- WHAT THE EXERCISE ASKS
Reproduce only the lines that run from the line containing "In this photo, where can the tree" to the end of the entries below, exactly as they stand.
------------------------------------
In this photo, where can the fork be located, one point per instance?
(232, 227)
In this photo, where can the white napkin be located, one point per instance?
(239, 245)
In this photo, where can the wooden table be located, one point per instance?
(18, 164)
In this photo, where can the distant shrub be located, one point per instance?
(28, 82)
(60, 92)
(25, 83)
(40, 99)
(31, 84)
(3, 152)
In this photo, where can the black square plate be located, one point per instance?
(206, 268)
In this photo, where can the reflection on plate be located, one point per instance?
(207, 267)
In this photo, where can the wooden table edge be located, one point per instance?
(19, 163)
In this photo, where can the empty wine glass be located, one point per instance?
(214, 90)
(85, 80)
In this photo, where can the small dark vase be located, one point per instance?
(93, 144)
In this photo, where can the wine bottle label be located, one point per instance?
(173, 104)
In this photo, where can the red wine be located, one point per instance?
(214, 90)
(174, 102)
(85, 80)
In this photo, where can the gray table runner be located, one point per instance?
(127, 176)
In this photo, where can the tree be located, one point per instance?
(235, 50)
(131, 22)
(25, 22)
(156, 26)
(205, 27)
------------------------------------
- REPLY
In this photo, where can the tree be located, one point per instance?
(235, 50)
(131, 22)
(25, 22)
(156, 26)
(205, 27)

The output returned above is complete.